* Source material *
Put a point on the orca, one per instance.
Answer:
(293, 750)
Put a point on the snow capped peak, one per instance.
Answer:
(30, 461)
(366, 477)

* What you should do *
Reproduce the rows above, replacing "one per instance" with "one for each instance" wherever it appears and keeping everything else identical.

* Response for this exercise *
Put a point on the orca, one for each instance.
Answer:
(293, 750)
Put a point on the snow capped peak, one for each instance.
Answer:
(30, 461)
(366, 477)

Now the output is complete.